Parts of the exercise:
(A) List the materials that the employment law newsletter below offers to help readers keep up to date on references and probationary periods.
(B) Carry on writing the employment law newsletter below from its final sentence onward.

Latest insights from our experts

Posted 14 August 2014
by Simon Sanger-Anderson

Tozers employment law newsletter – summer 2014

References and probationary periods Two recent surveys have highlighted the risk of candidates providing fake references and the fact that a large number of staff fail their probationary periods. This suggests that employers may need to review their procedures for checking references and for assessing probationary periods. The Federation of Small Businesses and BBC1’s Fake Britain worked together on a survey of 1,800 small firms and found that nearly one in five (17%) had discovered candidates with fraudulent references. According to an article in The Telegraph, another recent survey by Spring Personnel has found that almost one in five new employees fail to get past their probationary period or have their time on trial extended. Poor performance and absence were the most common reasons for a failure to pass. We have a range of materials to help you keep up to date with these issues including:

  • Checklist, Recruitment.
  • Employee reference
  • Disciplinary procedure: Employees on probation.
  • Implied terms: probationary periods.
  • Guidance note – can an employer dismiss an employee during their probationary period without following its disciplinary procedure?

Constructive dismissal: employee affirmed contract by giving far more notice than was contractually required

The EAT has held that an employee who gave much longer notice than was contractually required had affirmed his contract. He had therefore waived his right to claim constructive dismissal. The EAT emphasised that the question of whether a contract has been affirmed or terminated following an employer’s fundamental breach of contract is fact-sensitive. In this case, an employment judge was entitled to find that the giving of long notice, which had been for the employee’s own financial gain, had the effect of affirming the contract. In upholding the judge’s decision, the EAT clarified that it is possible for an employee to affirm their contract even after they have resigned in response to a repudiatory breach.

Statutory holiday pay should include a sum in respect of commission

The ECJ has held that, where a worker’s remuneration includes contractual commission, determined with reference to sales achieved, the Working Time Directive precludes a national law that calculates statutory holiday pay based on basic salary alone. If commission payments are not taken into account, the worker will be placed at a financial disadvantage when taking statutory annual leave as no commission will be generated during the holiday period. In such circumstances, the worker might be deterred from exercising the right to annual leave. This would be contrary to the directive’s purpose. This case was referred to the ECJ by the Leicester employment tribunal. The tribunal recognised that, under the natural wording of the Working Time Regulations 1998 and the week’s pay provisions of the Employment Rights Act 1996, the claimant was not entitled to a sum in respect of commission in his holiday pay. The case is now likely to return to the tribunal to consider whether the domestic legislation can be interpreted in line with the ECJ’s decision and, if it can, the level of holiday pay to which the claimant was entitled.

Flexible Working Regulations 2014

The Flexible Working Regulations 2014 came into force on 30 June 2014 when the amended right to request flexible working takes effect. Under the new regulations:

  • A request for flexible working must be made in writing, be dated and state whether the employee has previously made a request and, if so, when (regulation 4).

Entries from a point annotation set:
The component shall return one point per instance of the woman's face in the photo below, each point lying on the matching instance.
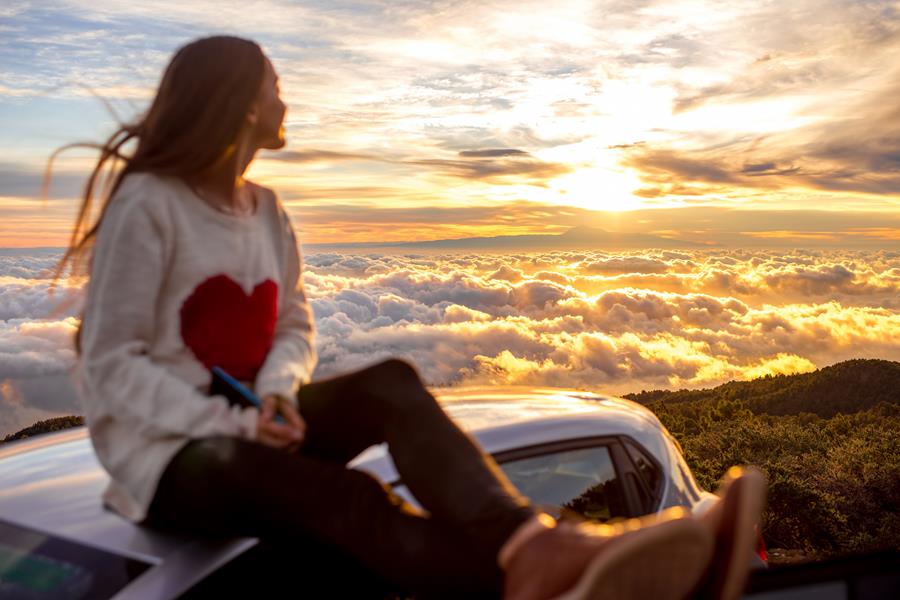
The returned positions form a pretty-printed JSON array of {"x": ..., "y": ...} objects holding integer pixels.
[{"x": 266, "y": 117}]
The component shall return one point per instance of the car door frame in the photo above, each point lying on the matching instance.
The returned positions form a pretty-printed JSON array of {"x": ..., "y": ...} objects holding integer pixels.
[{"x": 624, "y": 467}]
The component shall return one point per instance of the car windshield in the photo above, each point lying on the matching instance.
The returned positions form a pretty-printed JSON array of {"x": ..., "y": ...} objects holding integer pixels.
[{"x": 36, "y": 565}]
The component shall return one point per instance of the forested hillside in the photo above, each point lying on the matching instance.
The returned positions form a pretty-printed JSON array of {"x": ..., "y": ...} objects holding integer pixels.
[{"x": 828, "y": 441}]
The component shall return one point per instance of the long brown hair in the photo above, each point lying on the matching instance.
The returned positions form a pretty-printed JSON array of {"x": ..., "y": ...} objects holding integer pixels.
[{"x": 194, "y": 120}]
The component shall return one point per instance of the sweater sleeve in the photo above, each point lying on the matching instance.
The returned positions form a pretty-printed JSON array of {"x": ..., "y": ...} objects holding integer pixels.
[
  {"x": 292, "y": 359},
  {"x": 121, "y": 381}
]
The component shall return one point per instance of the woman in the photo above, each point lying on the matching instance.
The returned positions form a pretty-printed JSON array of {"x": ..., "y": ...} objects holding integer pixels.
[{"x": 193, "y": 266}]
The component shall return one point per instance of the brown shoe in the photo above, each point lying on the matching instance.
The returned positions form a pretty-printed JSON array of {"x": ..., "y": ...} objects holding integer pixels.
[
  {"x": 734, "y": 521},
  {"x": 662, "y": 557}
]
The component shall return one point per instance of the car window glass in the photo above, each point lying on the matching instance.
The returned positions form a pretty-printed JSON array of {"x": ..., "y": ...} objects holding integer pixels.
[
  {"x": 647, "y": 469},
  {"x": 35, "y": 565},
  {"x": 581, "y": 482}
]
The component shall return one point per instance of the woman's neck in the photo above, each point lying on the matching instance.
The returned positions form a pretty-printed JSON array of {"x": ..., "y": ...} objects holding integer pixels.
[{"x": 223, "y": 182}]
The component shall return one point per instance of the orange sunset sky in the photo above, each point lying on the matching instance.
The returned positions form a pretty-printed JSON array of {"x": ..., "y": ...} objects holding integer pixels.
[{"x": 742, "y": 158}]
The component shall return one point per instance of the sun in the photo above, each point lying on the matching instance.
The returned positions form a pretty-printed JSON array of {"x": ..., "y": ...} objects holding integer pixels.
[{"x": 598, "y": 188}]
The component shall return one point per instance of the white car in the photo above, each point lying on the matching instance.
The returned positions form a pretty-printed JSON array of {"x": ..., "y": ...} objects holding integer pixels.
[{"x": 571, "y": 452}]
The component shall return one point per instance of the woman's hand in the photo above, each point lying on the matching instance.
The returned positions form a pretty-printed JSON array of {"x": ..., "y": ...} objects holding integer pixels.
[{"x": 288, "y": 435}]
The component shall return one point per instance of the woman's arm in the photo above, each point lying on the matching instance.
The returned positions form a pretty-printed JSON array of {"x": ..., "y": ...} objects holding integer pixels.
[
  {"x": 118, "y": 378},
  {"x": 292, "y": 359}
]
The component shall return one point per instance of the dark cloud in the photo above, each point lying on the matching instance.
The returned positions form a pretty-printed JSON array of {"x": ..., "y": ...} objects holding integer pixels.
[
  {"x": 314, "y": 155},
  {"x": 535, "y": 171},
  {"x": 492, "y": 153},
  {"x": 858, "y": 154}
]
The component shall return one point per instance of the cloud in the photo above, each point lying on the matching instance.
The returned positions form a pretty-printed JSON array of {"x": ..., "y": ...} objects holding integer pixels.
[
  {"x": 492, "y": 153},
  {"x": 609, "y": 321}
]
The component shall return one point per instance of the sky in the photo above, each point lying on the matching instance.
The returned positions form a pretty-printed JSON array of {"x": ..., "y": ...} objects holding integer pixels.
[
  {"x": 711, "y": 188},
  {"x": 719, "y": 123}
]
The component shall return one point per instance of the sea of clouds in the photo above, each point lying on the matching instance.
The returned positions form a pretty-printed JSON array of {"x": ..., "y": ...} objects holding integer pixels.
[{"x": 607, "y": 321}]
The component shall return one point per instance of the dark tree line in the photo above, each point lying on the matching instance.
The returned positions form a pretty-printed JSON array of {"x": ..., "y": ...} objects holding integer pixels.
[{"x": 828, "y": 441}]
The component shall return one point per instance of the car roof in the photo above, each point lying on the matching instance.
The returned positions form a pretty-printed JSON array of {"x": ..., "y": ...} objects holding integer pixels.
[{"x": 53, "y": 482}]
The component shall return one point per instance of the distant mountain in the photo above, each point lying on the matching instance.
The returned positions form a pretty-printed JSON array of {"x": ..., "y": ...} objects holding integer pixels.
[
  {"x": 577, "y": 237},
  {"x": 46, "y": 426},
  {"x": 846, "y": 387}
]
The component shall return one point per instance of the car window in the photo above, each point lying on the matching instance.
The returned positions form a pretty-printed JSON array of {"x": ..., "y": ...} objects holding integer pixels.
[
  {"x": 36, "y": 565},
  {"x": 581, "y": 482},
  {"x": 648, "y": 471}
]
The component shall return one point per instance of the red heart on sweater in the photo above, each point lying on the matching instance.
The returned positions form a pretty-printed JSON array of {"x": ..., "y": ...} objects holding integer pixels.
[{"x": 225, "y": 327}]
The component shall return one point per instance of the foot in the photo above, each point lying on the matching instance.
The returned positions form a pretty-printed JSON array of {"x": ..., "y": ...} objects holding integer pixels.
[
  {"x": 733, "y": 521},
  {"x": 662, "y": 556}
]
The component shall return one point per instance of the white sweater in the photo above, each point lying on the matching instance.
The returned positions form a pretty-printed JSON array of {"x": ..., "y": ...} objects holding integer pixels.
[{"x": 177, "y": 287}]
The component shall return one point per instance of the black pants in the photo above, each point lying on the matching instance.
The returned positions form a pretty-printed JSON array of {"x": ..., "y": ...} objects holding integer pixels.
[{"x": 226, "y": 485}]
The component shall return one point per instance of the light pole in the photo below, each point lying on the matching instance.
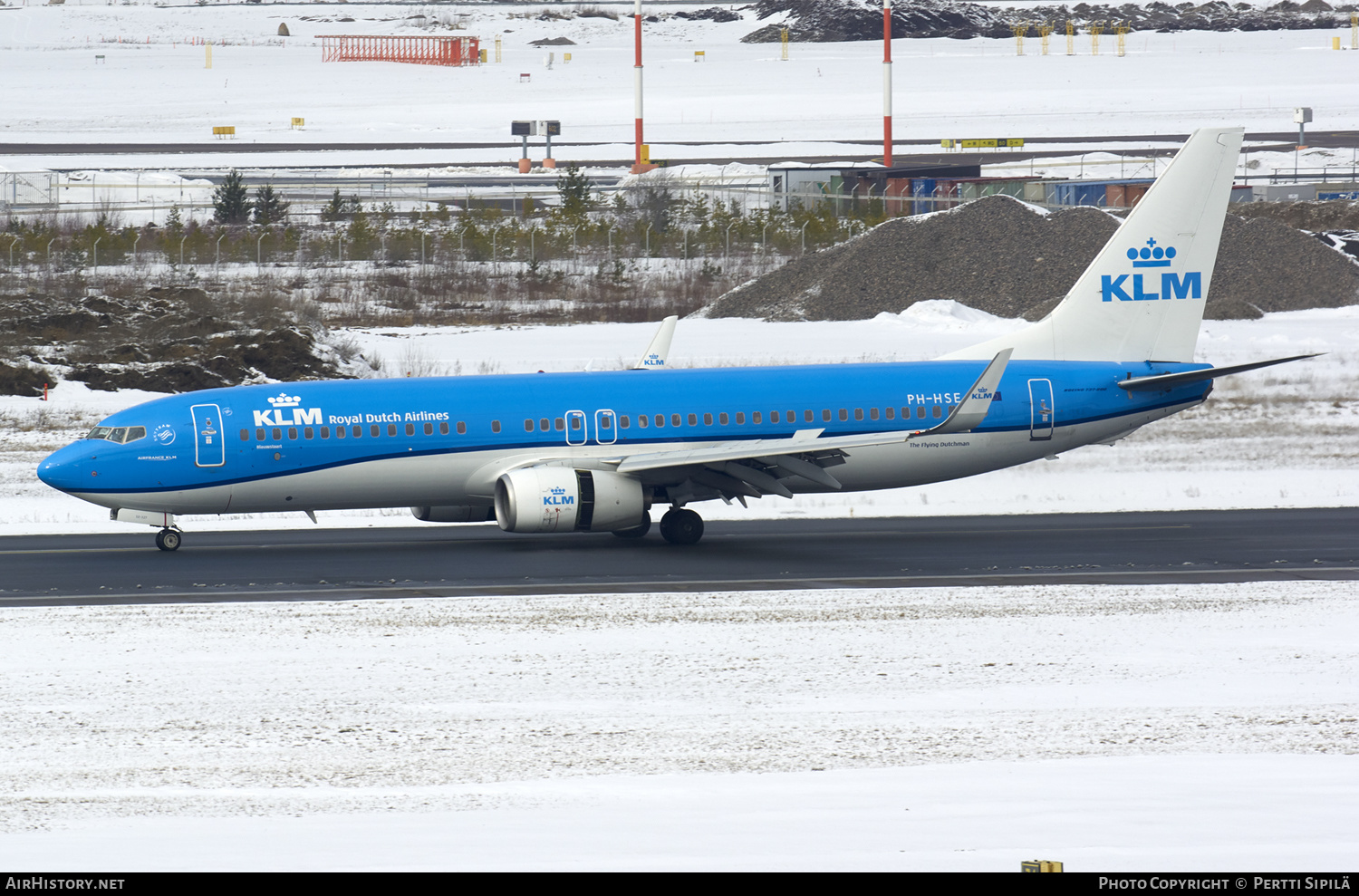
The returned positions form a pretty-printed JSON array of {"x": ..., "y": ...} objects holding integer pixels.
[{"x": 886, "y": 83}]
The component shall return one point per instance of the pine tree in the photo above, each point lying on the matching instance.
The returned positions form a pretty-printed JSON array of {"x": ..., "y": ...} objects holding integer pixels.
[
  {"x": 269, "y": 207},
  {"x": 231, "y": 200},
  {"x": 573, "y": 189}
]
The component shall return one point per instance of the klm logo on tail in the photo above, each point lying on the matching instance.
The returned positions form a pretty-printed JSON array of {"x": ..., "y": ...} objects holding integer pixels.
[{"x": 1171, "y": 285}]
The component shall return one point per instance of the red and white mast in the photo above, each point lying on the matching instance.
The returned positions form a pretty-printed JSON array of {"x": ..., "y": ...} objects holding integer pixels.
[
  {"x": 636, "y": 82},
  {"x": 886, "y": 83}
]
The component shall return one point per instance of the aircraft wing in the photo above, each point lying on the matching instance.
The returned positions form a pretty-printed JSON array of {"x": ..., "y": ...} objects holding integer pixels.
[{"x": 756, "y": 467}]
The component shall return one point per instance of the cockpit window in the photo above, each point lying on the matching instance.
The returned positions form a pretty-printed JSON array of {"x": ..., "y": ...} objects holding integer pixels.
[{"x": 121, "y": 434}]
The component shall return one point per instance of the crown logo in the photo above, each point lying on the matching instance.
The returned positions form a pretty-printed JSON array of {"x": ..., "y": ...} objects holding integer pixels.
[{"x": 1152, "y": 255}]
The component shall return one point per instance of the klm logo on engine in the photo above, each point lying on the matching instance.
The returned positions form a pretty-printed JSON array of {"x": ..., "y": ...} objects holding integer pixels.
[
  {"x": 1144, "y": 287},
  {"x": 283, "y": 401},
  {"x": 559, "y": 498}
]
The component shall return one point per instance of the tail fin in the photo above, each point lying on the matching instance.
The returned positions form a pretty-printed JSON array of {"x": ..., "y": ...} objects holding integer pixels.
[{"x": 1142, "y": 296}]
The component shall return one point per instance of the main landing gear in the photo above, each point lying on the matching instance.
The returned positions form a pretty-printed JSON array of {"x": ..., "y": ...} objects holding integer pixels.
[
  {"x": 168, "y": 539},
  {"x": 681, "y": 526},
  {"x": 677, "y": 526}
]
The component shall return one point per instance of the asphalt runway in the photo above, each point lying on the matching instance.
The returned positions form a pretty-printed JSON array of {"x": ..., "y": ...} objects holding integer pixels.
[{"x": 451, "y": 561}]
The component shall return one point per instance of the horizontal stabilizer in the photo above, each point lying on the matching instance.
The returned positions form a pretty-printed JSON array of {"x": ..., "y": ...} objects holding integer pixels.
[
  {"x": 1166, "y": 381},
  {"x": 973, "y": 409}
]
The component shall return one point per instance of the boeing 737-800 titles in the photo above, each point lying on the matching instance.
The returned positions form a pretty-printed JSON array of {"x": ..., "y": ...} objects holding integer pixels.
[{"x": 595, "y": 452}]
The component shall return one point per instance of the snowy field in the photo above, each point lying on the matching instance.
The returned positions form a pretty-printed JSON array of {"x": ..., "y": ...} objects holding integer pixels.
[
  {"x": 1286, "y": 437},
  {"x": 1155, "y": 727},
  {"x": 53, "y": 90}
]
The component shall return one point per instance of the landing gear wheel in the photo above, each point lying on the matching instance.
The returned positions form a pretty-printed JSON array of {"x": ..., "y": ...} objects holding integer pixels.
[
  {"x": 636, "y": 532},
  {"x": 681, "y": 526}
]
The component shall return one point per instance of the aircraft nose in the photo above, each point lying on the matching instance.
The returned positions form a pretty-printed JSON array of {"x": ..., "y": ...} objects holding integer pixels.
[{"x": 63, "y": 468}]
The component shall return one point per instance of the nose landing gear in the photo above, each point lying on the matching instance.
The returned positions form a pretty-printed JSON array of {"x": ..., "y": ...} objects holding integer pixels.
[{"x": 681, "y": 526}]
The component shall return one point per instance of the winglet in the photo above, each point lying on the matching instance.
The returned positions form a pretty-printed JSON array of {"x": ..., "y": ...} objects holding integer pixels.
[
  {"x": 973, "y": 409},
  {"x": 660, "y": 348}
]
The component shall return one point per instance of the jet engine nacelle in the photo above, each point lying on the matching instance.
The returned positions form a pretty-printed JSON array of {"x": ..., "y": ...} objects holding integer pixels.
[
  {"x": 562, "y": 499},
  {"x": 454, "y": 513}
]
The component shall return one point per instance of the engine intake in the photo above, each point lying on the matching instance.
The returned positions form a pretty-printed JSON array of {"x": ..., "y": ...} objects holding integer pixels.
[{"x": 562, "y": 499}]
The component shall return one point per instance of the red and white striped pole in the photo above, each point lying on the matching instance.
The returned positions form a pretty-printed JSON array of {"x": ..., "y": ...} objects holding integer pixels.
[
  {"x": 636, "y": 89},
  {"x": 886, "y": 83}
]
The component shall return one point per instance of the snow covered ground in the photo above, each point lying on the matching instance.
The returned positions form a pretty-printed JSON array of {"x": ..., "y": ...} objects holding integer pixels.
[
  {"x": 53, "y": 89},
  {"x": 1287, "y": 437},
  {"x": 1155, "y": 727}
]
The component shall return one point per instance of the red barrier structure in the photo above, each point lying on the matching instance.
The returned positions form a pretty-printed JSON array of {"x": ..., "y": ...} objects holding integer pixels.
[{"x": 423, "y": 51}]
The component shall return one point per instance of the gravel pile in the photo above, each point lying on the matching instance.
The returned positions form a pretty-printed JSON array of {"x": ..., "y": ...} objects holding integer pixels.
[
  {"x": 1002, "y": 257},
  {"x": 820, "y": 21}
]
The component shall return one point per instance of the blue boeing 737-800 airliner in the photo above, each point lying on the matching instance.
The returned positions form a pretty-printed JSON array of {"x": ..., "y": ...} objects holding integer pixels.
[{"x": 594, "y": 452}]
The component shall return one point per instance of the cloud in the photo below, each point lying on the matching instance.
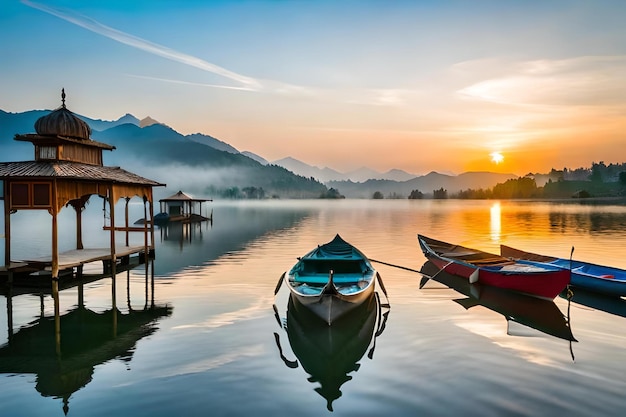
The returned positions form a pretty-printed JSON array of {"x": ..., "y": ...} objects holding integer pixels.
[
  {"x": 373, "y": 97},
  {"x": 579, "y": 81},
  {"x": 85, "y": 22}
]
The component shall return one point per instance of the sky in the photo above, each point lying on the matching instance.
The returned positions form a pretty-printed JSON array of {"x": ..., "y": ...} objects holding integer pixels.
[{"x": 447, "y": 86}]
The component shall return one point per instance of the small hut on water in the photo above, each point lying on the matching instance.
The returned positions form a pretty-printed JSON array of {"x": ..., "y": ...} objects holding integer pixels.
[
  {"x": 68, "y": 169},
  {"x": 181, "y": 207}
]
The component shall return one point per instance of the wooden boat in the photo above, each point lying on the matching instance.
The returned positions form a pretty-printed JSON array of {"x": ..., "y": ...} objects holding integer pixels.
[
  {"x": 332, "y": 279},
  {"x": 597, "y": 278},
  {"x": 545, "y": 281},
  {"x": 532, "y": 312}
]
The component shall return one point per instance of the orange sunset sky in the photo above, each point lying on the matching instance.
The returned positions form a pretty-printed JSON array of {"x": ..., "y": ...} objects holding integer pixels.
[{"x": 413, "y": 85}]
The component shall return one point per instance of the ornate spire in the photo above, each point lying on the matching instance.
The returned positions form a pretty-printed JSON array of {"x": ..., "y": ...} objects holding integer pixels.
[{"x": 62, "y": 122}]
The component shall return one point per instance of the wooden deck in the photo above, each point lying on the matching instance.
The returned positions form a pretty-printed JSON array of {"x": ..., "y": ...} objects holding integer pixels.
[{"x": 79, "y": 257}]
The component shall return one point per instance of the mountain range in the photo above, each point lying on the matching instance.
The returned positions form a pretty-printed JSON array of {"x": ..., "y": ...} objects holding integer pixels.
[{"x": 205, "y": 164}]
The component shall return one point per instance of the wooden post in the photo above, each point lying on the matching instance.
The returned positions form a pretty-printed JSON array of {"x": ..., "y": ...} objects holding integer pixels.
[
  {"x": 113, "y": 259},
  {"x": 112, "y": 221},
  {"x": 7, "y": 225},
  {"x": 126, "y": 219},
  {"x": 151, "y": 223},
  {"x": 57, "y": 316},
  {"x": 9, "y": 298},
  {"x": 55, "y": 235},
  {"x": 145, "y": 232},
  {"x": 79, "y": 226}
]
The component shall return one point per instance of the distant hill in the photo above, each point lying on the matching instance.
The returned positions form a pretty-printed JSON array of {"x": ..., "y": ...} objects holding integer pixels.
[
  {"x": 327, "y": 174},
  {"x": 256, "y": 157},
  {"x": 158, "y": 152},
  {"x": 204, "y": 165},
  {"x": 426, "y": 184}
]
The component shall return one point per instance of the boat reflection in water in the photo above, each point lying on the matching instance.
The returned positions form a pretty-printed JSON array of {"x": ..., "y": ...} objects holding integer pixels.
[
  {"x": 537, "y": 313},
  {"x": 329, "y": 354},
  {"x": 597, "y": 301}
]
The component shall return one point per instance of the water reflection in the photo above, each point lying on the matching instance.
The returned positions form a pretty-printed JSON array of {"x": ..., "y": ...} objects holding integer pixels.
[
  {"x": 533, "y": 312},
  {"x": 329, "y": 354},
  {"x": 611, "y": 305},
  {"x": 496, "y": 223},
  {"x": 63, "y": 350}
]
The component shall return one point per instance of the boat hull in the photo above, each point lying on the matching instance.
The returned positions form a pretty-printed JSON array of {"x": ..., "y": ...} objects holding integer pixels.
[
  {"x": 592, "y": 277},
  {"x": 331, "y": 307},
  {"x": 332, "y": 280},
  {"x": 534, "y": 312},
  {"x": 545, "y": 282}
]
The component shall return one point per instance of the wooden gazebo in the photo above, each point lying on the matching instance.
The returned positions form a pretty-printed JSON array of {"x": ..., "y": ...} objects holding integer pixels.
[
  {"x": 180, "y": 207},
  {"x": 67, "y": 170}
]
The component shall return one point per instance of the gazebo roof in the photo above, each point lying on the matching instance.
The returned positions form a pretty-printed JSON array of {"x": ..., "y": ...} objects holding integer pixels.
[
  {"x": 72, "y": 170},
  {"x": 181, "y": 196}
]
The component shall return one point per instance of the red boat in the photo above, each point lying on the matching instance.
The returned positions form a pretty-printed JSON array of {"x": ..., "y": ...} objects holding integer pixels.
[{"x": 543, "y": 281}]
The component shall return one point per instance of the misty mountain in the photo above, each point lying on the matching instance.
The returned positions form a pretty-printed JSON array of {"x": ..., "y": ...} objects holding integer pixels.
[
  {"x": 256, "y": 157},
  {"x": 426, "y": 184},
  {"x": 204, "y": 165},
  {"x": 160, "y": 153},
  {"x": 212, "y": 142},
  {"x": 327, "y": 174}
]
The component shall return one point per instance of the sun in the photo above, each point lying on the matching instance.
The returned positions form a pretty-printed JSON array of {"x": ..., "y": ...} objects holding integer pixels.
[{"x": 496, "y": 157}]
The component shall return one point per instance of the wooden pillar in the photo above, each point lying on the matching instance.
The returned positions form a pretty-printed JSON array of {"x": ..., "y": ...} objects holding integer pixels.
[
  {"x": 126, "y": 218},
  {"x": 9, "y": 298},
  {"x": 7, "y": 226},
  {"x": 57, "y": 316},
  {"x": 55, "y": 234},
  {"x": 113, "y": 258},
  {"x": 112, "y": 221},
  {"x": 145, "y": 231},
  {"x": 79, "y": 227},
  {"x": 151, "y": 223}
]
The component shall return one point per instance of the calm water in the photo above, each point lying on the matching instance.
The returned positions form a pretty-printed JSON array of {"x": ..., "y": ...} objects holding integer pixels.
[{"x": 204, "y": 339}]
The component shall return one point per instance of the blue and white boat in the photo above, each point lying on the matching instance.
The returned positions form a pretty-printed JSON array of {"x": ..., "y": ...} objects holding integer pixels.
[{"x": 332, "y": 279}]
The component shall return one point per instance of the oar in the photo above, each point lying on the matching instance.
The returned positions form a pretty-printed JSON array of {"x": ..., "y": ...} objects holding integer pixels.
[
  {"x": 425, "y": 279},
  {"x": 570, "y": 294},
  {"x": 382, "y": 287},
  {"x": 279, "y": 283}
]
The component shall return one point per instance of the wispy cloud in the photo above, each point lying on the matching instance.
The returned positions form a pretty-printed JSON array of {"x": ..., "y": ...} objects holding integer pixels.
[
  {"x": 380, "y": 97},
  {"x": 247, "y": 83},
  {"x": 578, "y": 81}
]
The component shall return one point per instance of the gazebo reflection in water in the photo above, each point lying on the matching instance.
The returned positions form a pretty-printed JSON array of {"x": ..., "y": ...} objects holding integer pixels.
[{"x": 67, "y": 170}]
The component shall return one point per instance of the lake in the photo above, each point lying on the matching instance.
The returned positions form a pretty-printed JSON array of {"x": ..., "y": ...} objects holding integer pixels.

Outputs by task:
(A)
- Checklist, Recruitment
- Employee reference
- Disciplinary procedure: Employees on probation
- Implied terms: probationary periods
- Guidance note – can an employer dismiss an employee during their probationary period without following its disciplinary procedure?

(B)
  • A request is made on the day it is received by the employer with provisions in respect of electronic, post and personal delivery (regulation 5).
  • The Flexible Working (Eligibility, Complaints and Remedies) Regulations 2002 (SI 2002/3236) will be revoked in respect of requests for flexible working made on or after 30 June 2014. The requirement for 26 weeks’ continuous service to make a request and provision for compensation of up to eight weeks’ pay for breach of the statutory scheme will be provided by regulations 3 and 6 of the 2014 Regulations.

Tozers has produced a guidance note covering in more detail the operational detail of the new Regulations. Contact us for a copy.

Deduction for failure to serve notice period was not a penalty clause

The EAT has upheld a tribunal decision that a clause entitling an employer to deduct a month’s salary for failure to work their required notice period was not a penalty, despite the deduction being made on top of the employee not receiving their notice pay. In this case, the EAT held that a tribunal had been correct to conclude that the relevant clause was a genuine pre-estimate of loss rather than a penalty clause and was therefore enforceable.

Draft Equality Act 2010 (Equal Pay Audits) Regulations 2014 published

The draft Equality Act 2010 (Equal Pay Audits) Regulations 2014 were published on 19 June 2014. When brought into force, they will oblige tribunals to order employers who have been found in breach of equal pay law under the Equality Act 2010 to carry out equal pay audits. The government intends the regulations to take effect on 1 October 2014. They will only apply in respect of equal pay claims presented on or after that date. Micro-businesses, new businesses and certain employers who carried out equal pay audits in the three years preceding the breach identified will be exempt. An audit under the draft regulations would involve the publication of relevant gender pay information; identify any differences in pay between men and women and the reasons for those differences; include the reasons for any potential equal pay breach identified by the audit; and set out the employer’s plan to avoid breaches occurring or continuing.

Paternity and Adoption Leave (Amendment) Regulations 2014 published

The draft Paternity and Adoption Leave (Amendment) Regulations 2014 have been published. They will amend the Paternity and Adoption Leave Regulations 2002, partly as a result of the forthcoming right to shared parental leave. The proposed amendments would introduce protections for employees who suffer a detriment or are dismissed in relation to time off to accompany a woman to ante-natal appointments from 1 October 2014. They would also mean that, from 1 December 2014:

  • Employees cannot take paternity leave in relation to a child if they have already taken shared parental leave in relation to that child.
  • The provisions on the right to return after paternity or adoption leave would be amended.

The amendments would also mean that, from 5 April 2015:

  • The current requirement for 26 weeks’ service before becoming entitled to adoption leave would be removed.
  • Employees could not take paternity leave if they have exercised a right to take paid time off to attend an adoption appointment in respect of that child.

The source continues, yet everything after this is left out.